What is a gastroesophageal surgical examination?

A gastroesophageal surgical examination is a critical step in the preparation of a patient who has previously been diagnosed with a disease, dysfunction, or suffers from a trauma in the esophagus or stomach. It is useful for the planning of the type and means of intervention to be carried out. Thereafter the visit is used to monitor a patient's post-surgical recovery.


What is the purpose of a gastroesophageal surgical examination?

The surgical examination captures information through diagnostic tests and allows the doctor to prepare specific treatments for a patient suffering from organic and functional disorders of the esophagus and stomach. These disorders include reflux diseases such as sequelae Barrett's esophagus, achalasia (non relaxing muscles), esophageal and pharyngeal diverticula such as Zenker, benign and malignant tumors of the esophagus and stomach such as leiomyoma, GIST, adenocarcinoma, and squamous-cell carcinoma, and rare tumors. 


How is a gastroesophageal surgical examination carried out?

The surgeon along with a specialized team will collect information about the history and lifestyle of the patient including nutrition, smoking habits, physical activity level and physical inactivity, current pathologies, previous interventions, a family history of similar diseases, and medication intake.
Subsequently the surgeon will prescribe all necessary tests for patients who require further investigation before surgery such as blood, radiological, and cardiological examinations, or endoscopic ultrasonography.
The medical team will then consider all available information, including the operative risk, such as that of a thromboembolic or hemorrhagic patient and decide on the type of intervention best suited to the pathology and conditions of the patient. The team might rule on a minimally invasive surgery, such as an interventional endoscopy for the treatment of diseases of the upper digestive tract, or more complex surgeries such as advanced laparoscopic surgery including oesophagectomy, gastrectomy, colectomy and rectal resection, splenectomy, and adrenalectomy for more complex pathologies.


Are there any guidelines for preparation?

There are no standards of preparation. The patient is asked to bring any tests carried out previously on the matter and a list of current medication intake.

* _PROVIDED DATA_
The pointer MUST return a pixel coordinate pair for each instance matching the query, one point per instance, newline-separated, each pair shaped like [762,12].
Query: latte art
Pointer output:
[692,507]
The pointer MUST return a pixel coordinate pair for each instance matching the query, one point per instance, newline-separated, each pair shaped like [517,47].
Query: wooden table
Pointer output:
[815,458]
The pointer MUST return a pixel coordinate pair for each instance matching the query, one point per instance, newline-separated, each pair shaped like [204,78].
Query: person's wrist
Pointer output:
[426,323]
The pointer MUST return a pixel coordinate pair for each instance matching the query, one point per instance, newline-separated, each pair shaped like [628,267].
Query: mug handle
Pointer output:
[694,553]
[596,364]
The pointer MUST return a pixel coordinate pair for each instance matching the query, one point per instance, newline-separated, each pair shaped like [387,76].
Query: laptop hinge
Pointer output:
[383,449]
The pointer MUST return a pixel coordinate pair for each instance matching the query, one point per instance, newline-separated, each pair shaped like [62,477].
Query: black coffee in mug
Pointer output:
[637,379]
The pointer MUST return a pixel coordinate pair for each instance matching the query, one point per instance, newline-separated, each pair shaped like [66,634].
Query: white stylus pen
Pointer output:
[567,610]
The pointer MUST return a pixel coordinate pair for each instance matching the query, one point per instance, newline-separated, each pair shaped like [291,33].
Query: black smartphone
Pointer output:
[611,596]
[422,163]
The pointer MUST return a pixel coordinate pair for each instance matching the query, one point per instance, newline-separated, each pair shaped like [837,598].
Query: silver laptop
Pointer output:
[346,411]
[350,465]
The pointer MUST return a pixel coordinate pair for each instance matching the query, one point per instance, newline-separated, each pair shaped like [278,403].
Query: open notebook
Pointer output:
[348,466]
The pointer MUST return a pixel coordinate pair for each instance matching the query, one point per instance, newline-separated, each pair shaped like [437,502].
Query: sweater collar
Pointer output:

* _EXERCISE OBJECTIVE_
Can you reproduce the text on gastroesophageal surgical examinations from "Are there any" up to and including "current medication intake.", swapping "standards" for "rules"?

* _RESPONSE BOX_
Are there any guidelines for preparation?

There are no rules of preparation. The patient is asked to bring any tests carried out previously on the matter and a list of current medication intake.